● **과제 설명**
아래 기록에서 "target"라는 단어가 들어 있는 줄을 모두 찾아서 한 줄도 빠짐없이 옮겨 적으세요. 대문자와 소문자는 서로 다른 글자로 봅니다.

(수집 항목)
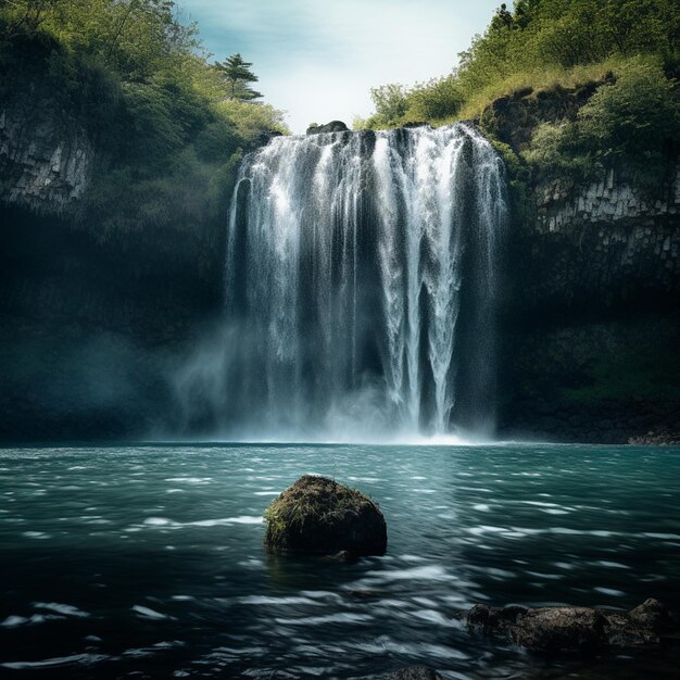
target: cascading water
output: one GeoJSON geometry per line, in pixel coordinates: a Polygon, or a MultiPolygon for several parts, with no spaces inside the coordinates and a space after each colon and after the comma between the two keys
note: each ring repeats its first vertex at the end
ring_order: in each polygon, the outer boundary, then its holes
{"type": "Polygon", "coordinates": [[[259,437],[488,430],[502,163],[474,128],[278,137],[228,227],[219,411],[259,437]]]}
--
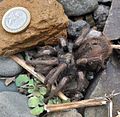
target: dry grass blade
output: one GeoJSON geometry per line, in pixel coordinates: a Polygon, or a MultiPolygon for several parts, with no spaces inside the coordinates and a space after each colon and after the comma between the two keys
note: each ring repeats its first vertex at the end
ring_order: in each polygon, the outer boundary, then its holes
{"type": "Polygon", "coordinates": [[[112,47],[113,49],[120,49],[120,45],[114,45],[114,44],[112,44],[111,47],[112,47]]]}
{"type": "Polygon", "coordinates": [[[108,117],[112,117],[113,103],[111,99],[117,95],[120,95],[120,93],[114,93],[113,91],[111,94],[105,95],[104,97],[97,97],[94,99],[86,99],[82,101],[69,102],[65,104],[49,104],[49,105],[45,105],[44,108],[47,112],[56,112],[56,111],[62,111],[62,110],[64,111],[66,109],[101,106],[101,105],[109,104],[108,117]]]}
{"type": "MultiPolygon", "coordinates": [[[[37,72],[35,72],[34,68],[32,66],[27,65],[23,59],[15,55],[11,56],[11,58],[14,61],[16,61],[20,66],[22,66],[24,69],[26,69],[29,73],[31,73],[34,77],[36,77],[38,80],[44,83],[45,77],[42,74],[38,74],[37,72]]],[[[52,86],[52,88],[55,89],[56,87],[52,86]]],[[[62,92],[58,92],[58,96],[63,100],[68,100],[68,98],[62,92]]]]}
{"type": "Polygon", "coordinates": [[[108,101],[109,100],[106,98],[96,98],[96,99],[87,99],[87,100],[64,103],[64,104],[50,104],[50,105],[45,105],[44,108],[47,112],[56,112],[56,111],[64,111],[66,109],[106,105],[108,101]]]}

● **정답**
target: cascading water
target: dry grass blade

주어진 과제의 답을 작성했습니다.